**Extrait proposé:**
* * * * *
Le Grand Paris Métropole est une nécessité, et le Sénat se doit de participer à son élaboration. Je sais que chacun d’entre nous a œuvré pour cela ; je sais aussi que nous avons déjà, les uns et les autres, fortement évolué grâce à nos échanges. Les débats que nous allons avoir doivent nous permettre d’apporter maintenant la réponse que les Franciliens attendent, celle qui sera utile à la conduite de politiques publiques locales actives et dynamisantes pour l’ensemble métropolitain.

La métropole que le projet de loi nous propose se définit notamment par ses périmètres. Certains se limitent à une géographie binaire : la métropole d’un côté et ce qui en est exclu de l’autre, la frontière pouvant d’ailleurs varier et faire débat. Pour ma part, j’ai tendance à voir notre géographie régionale de façon plus complexe. Je considère en effet que nous pouvons et devons distinguer, au-delà de la zone dense, d’une part, le cœur de métropole de sa périphérie, faite de zones toujours impactées par la croissance de l’urbanisation, et, d’autre part, des territoires ruraux de plus faible densité mais qui remplissent eux-mêmes également des fonctions métropolitaines.

L’édification du Grand Paris Métropole impose une réflexion sur son organisation, et la quantité d’amendements sur cette thématique me laisse penser que le sujet sera largement traité. J’appelle ainsi spécifiquement votre attention, une fois de plus, sur les relations de la métropole avec sa périphérie. Comment le cœur de la métropole va-t-il organiser sa dépendance, répondre aux besoins des territoires qui l’entourent et ne pas se limiter à externaliser beaucoup de nuisances vers sa grande périphérie ?

En ce qui concerne les zones denses de la grande couronne – celles qui sont dans l’unité urbaine au sens de l’INSEE –, elles sont directement connectées au cœur de la métropole et répondent de plus en plus aux besoins des populations qui travaillent en son cœur. Ainsi, ces espaces accueillent les populations en leur fournissant non seulement des logements, mais aussi un ensemble de services. Si la carte intercommunale y a bel et bien été achevée, il s’avère que certains EPCI sont encore de trop petite taille face au risque du rayonnement qu’occasionnera le futur EPCI du Grand Paris Métropole.
* * * * *
**Données à traiter:**
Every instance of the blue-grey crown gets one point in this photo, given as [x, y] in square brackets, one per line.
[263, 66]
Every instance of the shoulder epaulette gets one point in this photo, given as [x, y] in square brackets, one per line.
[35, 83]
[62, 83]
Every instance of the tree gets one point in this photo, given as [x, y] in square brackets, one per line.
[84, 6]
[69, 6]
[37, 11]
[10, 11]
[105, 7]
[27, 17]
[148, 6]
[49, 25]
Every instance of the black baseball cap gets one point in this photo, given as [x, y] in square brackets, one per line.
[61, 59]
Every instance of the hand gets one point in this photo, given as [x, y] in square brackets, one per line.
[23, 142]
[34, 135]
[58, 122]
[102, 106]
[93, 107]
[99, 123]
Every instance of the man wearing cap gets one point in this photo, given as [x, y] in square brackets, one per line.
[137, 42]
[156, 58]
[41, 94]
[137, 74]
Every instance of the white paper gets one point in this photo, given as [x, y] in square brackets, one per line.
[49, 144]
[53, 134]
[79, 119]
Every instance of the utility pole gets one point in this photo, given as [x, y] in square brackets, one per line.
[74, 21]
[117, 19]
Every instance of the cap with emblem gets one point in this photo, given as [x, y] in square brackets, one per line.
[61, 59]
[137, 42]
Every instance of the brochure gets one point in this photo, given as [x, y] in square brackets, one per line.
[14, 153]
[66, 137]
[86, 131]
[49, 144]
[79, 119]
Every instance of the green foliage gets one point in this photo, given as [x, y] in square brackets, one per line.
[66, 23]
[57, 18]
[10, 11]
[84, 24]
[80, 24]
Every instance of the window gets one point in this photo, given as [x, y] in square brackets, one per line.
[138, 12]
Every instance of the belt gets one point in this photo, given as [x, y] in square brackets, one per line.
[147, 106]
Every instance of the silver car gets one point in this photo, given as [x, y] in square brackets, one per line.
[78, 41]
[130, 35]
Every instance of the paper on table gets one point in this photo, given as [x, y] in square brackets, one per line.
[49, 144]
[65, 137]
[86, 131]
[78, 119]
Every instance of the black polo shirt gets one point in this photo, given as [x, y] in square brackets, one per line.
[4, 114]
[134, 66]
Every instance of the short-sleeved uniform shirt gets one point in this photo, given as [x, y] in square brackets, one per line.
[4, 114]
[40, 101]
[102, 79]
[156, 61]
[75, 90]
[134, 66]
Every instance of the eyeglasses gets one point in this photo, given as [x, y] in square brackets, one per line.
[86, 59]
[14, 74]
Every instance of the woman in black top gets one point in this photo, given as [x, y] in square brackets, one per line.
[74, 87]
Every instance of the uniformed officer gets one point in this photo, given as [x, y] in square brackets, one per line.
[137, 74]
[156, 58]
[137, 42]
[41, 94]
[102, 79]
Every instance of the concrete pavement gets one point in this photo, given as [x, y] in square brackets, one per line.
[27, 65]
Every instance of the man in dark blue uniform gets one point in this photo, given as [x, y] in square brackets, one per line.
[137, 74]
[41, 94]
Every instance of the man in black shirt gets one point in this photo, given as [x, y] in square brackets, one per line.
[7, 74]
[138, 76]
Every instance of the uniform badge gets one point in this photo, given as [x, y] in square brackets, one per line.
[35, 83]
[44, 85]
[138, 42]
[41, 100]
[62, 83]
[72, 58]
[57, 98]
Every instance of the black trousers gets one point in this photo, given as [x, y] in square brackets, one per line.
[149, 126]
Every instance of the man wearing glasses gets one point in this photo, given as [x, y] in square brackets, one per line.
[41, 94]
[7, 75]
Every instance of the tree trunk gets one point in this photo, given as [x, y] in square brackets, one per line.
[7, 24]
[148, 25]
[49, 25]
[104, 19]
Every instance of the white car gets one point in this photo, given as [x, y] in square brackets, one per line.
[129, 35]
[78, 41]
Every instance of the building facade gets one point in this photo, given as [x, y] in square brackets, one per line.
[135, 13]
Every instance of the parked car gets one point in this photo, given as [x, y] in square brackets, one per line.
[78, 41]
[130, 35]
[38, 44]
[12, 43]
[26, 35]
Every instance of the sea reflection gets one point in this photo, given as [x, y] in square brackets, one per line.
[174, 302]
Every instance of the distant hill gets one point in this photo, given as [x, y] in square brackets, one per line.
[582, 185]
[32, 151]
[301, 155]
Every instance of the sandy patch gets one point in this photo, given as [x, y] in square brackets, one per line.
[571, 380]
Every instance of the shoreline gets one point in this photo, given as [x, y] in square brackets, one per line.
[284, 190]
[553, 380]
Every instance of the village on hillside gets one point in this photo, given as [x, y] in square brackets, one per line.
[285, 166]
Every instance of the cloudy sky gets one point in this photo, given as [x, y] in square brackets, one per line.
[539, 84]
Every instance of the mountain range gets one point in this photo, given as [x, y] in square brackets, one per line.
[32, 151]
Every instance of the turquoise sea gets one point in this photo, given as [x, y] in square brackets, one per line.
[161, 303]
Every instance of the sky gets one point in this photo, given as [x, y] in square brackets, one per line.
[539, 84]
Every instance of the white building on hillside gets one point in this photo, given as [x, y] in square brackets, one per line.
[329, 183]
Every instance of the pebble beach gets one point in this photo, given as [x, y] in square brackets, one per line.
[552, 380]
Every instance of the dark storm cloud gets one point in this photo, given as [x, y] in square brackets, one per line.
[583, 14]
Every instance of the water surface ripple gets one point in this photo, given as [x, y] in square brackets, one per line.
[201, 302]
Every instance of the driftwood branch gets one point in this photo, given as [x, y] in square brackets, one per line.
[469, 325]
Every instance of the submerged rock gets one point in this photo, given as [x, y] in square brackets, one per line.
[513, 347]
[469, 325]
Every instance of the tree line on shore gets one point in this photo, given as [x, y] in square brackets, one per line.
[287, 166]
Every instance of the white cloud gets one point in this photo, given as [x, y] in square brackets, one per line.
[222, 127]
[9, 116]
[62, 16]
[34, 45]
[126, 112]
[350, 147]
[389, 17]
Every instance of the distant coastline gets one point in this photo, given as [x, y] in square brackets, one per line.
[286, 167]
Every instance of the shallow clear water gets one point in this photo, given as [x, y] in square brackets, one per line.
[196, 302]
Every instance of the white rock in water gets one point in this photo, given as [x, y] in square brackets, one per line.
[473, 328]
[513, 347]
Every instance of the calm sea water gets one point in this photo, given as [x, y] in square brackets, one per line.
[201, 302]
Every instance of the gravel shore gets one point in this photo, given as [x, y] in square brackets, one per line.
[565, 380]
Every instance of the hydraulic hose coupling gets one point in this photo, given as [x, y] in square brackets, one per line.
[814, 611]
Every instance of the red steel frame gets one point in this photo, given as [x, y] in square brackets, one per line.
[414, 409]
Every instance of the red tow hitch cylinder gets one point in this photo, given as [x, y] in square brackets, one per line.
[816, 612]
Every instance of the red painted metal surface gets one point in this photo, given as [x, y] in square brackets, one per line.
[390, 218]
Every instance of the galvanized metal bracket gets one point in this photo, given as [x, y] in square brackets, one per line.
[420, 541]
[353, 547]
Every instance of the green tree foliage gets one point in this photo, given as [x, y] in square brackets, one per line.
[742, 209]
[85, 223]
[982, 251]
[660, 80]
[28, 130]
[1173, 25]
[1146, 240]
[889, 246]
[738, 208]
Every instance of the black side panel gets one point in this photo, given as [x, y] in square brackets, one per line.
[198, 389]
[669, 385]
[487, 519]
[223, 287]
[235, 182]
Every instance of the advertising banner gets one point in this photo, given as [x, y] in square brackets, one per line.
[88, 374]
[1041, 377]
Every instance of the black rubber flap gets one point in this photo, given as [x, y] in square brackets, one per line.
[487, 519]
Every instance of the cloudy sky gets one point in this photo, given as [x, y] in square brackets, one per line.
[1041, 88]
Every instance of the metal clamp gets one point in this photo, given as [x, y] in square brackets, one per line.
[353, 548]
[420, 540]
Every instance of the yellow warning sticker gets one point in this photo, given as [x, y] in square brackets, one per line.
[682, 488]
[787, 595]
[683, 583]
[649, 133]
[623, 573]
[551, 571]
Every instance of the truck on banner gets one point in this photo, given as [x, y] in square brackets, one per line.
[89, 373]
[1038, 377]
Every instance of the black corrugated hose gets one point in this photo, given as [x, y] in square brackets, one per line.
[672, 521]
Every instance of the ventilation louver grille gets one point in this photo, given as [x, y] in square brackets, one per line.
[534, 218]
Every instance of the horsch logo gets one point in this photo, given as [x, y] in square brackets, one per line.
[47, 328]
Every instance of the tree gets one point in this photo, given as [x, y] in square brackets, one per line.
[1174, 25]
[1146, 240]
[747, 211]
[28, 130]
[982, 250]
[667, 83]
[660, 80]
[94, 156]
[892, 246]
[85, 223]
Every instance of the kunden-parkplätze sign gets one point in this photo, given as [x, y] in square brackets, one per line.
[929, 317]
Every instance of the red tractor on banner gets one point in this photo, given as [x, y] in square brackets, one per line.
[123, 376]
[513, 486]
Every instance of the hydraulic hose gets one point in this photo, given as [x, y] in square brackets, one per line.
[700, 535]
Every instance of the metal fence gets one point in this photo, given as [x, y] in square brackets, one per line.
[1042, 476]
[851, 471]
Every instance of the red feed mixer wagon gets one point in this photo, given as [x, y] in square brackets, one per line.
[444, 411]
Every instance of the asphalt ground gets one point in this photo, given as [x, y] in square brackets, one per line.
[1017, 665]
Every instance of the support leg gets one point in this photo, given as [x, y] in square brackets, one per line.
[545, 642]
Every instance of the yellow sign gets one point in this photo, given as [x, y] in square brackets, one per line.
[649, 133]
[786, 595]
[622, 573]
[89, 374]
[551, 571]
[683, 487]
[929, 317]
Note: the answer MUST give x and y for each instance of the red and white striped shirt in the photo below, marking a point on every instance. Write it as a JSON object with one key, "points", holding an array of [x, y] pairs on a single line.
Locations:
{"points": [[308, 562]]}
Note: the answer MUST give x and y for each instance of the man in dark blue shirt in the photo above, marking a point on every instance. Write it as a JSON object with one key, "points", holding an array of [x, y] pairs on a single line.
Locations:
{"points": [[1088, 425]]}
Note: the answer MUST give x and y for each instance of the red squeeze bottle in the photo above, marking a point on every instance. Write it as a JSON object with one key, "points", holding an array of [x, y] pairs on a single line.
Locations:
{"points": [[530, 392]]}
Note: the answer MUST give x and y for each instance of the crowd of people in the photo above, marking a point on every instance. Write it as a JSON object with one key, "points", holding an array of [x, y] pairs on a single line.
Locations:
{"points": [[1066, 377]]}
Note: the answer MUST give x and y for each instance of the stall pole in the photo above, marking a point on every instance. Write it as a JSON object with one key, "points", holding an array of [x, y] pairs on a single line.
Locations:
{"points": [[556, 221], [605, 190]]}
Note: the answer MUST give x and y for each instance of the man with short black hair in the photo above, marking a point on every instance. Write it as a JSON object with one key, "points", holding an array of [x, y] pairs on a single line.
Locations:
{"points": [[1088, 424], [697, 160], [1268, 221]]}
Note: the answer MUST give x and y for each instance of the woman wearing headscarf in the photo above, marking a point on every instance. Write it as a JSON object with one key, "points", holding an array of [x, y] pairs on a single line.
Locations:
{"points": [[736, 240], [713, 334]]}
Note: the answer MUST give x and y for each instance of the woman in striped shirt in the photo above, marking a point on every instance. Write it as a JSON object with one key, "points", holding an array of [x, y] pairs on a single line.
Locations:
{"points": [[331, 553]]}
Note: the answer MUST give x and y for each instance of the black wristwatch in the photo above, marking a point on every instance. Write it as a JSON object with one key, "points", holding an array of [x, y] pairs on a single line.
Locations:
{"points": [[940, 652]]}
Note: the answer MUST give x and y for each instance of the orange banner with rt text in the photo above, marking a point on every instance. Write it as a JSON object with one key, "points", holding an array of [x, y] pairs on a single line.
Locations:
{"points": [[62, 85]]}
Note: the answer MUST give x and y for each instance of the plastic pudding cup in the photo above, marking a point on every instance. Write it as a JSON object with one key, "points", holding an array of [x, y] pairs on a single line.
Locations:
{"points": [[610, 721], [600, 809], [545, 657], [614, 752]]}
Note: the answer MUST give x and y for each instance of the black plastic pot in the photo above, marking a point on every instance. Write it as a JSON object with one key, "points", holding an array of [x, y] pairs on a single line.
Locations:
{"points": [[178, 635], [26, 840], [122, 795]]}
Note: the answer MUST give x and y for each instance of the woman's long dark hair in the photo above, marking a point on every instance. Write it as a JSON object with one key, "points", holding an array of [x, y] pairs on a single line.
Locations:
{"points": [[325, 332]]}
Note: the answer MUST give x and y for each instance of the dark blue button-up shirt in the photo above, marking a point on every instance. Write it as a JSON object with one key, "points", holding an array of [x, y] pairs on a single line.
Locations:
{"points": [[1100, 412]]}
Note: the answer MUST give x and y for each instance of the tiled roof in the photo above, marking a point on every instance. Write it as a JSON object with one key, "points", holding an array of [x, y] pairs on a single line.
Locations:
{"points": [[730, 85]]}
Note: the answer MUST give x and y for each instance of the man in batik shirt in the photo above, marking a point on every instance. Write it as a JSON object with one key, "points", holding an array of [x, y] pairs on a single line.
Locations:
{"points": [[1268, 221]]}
* * * * *
**Travail à faire:**
1 - Dans l'extrait sur le Grand Paris Métropole, que fournissent aux populations les zones denses de la grande couronne, en plus des logements ?
2 - Filtrez les enregistrements et recopiez chaque ligne où figure la chaîne « hair ».
L'extrait et les enregistrements forment deux documents indépendants l'un de l'autre.

**Corrigés:**
1 - Un ensemble de services.

2 -
Note: the answer MUST give x and y for each instance of the man with short black hair in the photo above, marking a point on every instance. Write it as a JSON object with one key, "points", holding an array of [x, y] pairs on a single line.
Note: the answer MUST give x and y for each instance of the woman's long dark hair in the photo above, marking a point on every instance. Write it as a JSON object with one key, "points", holding an array of [x, y] pairs on a single line.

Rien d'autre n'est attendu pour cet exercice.